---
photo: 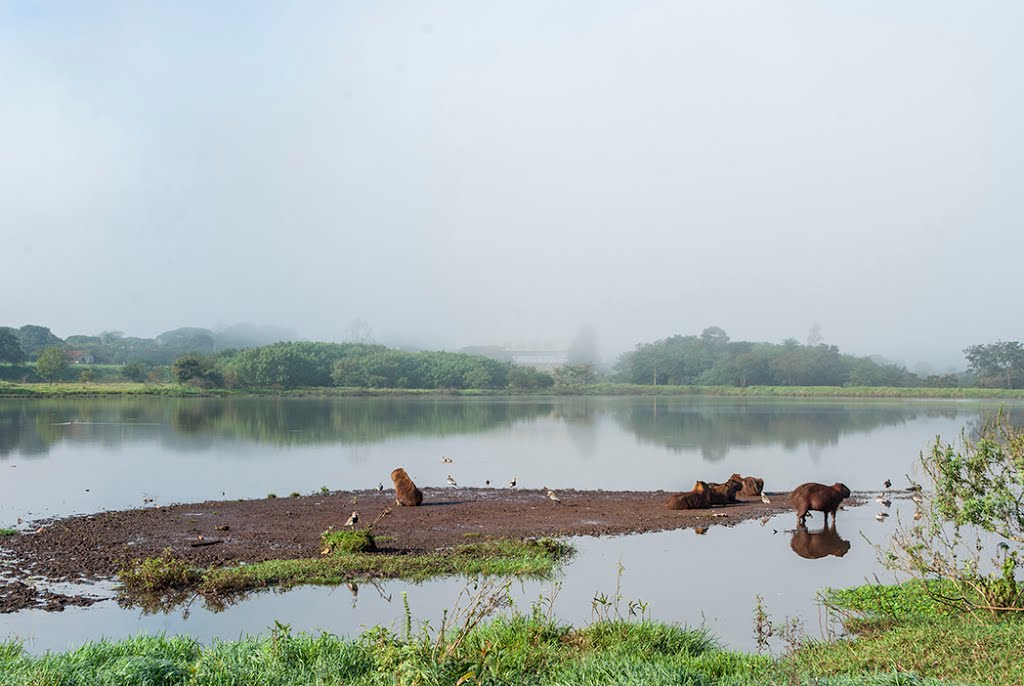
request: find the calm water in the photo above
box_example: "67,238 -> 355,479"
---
0,396 -> 1016,652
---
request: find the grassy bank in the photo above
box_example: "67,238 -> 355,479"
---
120,539 -> 573,611
0,614 -> 966,686
2,579 -> 1008,684
3,380 -> 1023,400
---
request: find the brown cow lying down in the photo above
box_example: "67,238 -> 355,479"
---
730,473 -> 765,496
666,481 -> 710,510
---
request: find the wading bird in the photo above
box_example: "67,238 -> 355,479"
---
446,475 -> 458,487
912,492 -> 923,504
761,493 -> 772,504
883,479 -> 892,489
377,482 -> 384,493
875,512 -> 889,522
441,456 -> 453,464
345,511 -> 359,529
545,487 -> 561,503
508,478 -> 517,489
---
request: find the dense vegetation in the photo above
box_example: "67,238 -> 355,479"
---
8,321 -> 1024,392
612,326 -> 962,388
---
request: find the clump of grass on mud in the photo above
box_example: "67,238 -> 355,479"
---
118,538 -> 573,608
320,528 -> 377,554
119,549 -> 201,593
0,529 -> 17,537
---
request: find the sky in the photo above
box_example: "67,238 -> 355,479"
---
2,1 -> 1022,371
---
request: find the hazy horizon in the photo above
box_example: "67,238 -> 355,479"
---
4,2 -> 1022,373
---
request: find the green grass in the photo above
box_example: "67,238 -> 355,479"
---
3,379 -> 1021,400
787,580 -> 1024,685
0,528 -> 17,536
0,616 -> 971,686
119,538 -> 574,608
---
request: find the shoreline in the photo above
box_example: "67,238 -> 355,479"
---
0,486 -> 815,613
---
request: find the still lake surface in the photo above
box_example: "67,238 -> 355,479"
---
0,395 -> 1017,652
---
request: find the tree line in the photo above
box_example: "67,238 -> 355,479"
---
171,342 -> 557,391
611,326 -> 965,388
4,321 -> 1023,390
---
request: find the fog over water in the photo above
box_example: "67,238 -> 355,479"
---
2,2 -> 1022,368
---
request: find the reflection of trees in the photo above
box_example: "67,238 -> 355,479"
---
612,398 -> 965,463
0,397 -> 557,458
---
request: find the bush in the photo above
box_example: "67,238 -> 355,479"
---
119,549 -> 200,593
320,528 -> 377,555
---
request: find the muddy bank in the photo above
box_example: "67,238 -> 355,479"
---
0,487 -> 854,613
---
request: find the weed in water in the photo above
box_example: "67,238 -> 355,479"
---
118,549 -> 200,593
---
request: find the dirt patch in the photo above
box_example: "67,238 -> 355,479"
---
0,487 -> 835,613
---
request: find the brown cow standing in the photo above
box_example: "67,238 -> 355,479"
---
790,482 -> 850,525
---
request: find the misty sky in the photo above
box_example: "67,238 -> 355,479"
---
2,2 -> 1022,370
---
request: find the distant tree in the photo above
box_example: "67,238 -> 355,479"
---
0,327 -> 24,363
18,325 -> 63,359
964,341 -> 1024,389
806,322 -> 823,347
172,354 -> 224,388
567,325 -> 600,366
157,327 -> 216,355
35,346 -> 68,383
121,361 -> 152,382
78,369 -> 95,383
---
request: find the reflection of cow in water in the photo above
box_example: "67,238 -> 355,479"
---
789,523 -> 851,559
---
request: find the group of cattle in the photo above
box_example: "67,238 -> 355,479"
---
665,473 -> 765,509
667,475 -> 852,526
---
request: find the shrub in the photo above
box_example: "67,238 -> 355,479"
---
320,528 -> 377,555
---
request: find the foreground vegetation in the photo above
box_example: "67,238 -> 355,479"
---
118,538 -> 573,613
0,590 -> 999,685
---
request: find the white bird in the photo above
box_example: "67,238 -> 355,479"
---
545,487 -> 560,503
508,478 -> 517,489
761,493 -> 772,504
878,498 -> 892,508
875,494 -> 888,503
912,493 -> 923,504
345,511 -> 359,529
875,512 -> 889,521
377,482 -> 384,493
446,475 -> 458,487
441,456 -> 453,464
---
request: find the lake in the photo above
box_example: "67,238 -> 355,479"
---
0,395 -> 1015,652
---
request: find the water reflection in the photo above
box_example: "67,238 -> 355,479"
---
789,523 -> 851,559
1,396 -> 1011,461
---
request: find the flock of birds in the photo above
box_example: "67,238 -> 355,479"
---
873,478 -> 925,522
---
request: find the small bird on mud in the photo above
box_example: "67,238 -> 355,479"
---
446,475 -> 458,487
883,479 -> 892,489
377,482 -> 384,493
759,515 -> 771,526
761,493 -> 772,505
875,493 -> 889,503
544,487 -> 561,503
441,456 -> 453,464
347,582 -> 359,597
875,512 -> 889,522
508,478 -> 517,489
912,492 -> 923,504
485,480 -> 491,486
913,510 -> 923,521
694,527 -> 708,535
345,511 -> 359,529
878,498 -> 891,508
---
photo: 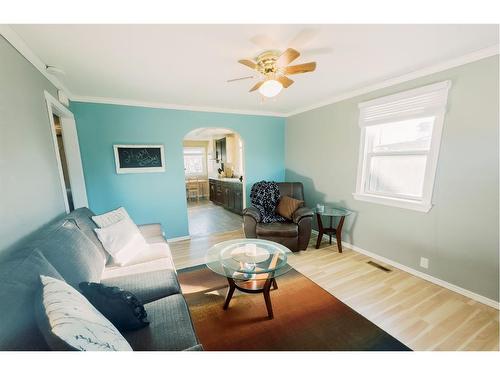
- - - - - - -
> [Your instructions] Set the listing above down again exactly, leaving pictures out.

> [Output below]
---
photo: 
request: find the calm water in the photo above
box_example: "67,238 -> 355,479"
---
0,396 -> 1016,652
---
request: find the grassy bank in the photo above
box_example: "67,238 -> 355,479"
---
120,539 -> 573,611
0,614 -> 966,686
2,579 -> 1008,684
3,380 -> 1023,400
---
request: find the brown cow lying down in the photo above
box_example: "67,238 -> 355,479"
---
730,473 -> 765,496
666,481 -> 710,510
---
request: find the wading bird in the photo above
box_example: "67,238 -> 355,479"
---
446,475 -> 458,487
912,492 -> 923,504
761,493 -> 772,504
883,479 -> 892,489
377,482 -> 384,493
875,512 -> 889,522
441,456 -> 453,464
345,511 -> 359,529
545,487 -> 561,503
508,478 -> 517,489
---
request: find the dense vegetation in the photo above
box_example: "67,238 -> 355,479"
---
8,321 -> 1024,392
612,326 -> 962,388
---
request: find the clump of grass on mud in the photo above
box_example: "67,238 -> 355,479"
---
118,538 -> 573,608
320,528 -> 377,554
119,549 -> 201,593
0,529 -> 17,537
---
request: find the sky in the photo above
box_example: "67,238 -> 355,479"
---
2,1 -> 1022,371
---
request: find the hazy horizon in the photo above
box_example: "67,238 -> 355,479"
---
4,2 -> 1022,373
---
request: find the green grass in the photo above
box_example: "67,238 -> 355,479"
---
3,379 -> 1021,400
787,580 -> 1024,685
0,528 -> 17,536
0,616 -> 971,686
119,538 -> 574,608
---
request: find the shoreline in the photo above
box_example: "67,238 -> 355,479"
---
0,486 -> 815,613
---
request: find the still lake surface in the photo above
box_example: "67,238 -> 355,479"
---
0,395 -> 1017,652
---
request: find the tree line in the photo above
box_example: "67,238 -> 355,479"
---
171,342 -> 557,391
611,326 -> 965,388
4,321 -> 1023,390
---
request: find the fog over water in the photo above
box_example: "67,238 -> 355,479"
---
2,2 -> 1022,368
---
request: find the reflection of trees in the photo above
box_example: "67,238 -> 355,479"
---
612,398 -> 965,463
0,397 -> 557,458
---
request: find the bush in the photo above
box_example: "67,238 -> 355,479"
---
119,549 -> 200,593
320,528 -> 377,555
---
request: find the muddy bank in the photo above
box_example: "67,238 -> 355,479"
---
0,487 -> 854,613
---
request: find the weed in water in the photo above
box_example: "67,238 -> 355,479"
---
118,549 -> 200,593
---
request: find the dirt patch in the photo above
box_example: "67,238 -> 355,479"
---
0,487 -> 835,613
---
request: find the brown cow standing in the photo above
box_example: "67,238 -> 355,479"
---
790,482 -> 850,525
---
request: find the misty sky in the photo above
box_example: "67,238 -> 355,479"
---
2,2 -> 1022,370
---
request: find the distant tree in the photo above
box_example: "67,238 -> 355,479"
---
0,327 -> 24,363
18,325 -> 63,359
964,341 -> 1024,389
806,322 -> 823,347
172,354 -> 224,388
567,325 -> 600,366
157,327 -> 216,355
35,346 -> 68,383
121,361 -> 152,382
78,369 -> 95,383
---
request: find the reflection of cow in water in the photo above
box_example: "67,238 -> 355,479"
---
789,523 -> 851,559
---
request: find the group of cattle in the photo above
box_example: "67,238 -> 355,479"
---
665,473 -> 765,509
667,475 -> 852,526
---
request: find the shrub in the photo above
box_example: "67,238 -> 355,479"
---
320,528 -> 377,555
---
request: find the foreground vegetation in the photo above
box_example: "67,238 -> 355,479"
---
118,538 -> 573,613
0,590 -> 999,685
---
request: find the white bird in the photo above
box_example: "67,238 -> 355,479"
---
545,487 -> 560,503
508,478 -> 517,489
761,493 -> 772,504
878,498 -> 892,508
875,494 -> 888,503
912,493 -> 923,504
345,511 -> 359,529
875,512 -> 889,521
377,482 -> 384,493
446,475 -> 458,487
441,456 -> 453,464
---
request: find the lake in the photo above
box_example: "67,238 -> 355,479"
---
0,395 -> 1015,652
---
request: find the water reflection in the photo above
box_example: "67,238 -> 355,479"
---
789,523 -> 851,559
1,396 -> 1011,461
---
request: find the flock of birds in the photo above
box_example: "67,238 -> 355,479"
---
873,478 -> 925,522
---
request: find the small bird on mud in the photo above
box_example: "67,238 -> 355,479"
---
446,475 -> 458,487
883,479 -> 892,489
377,482 -> 384,493
759,515 -> 771,526
761,493 -> 772,505
875,493 -> 889,503
544,487 -> 561,503
441,456 -> 453,464
347,582 -> 359,597
875,512 -> 889,522
508,478 -> 517,489
912,492 -> 923,504
485,480 -> 491,486
913,510 -> 923,521
694,527 -> 708,535
345,511 -> 359,529
878,498 -> 891,508
---
photo: 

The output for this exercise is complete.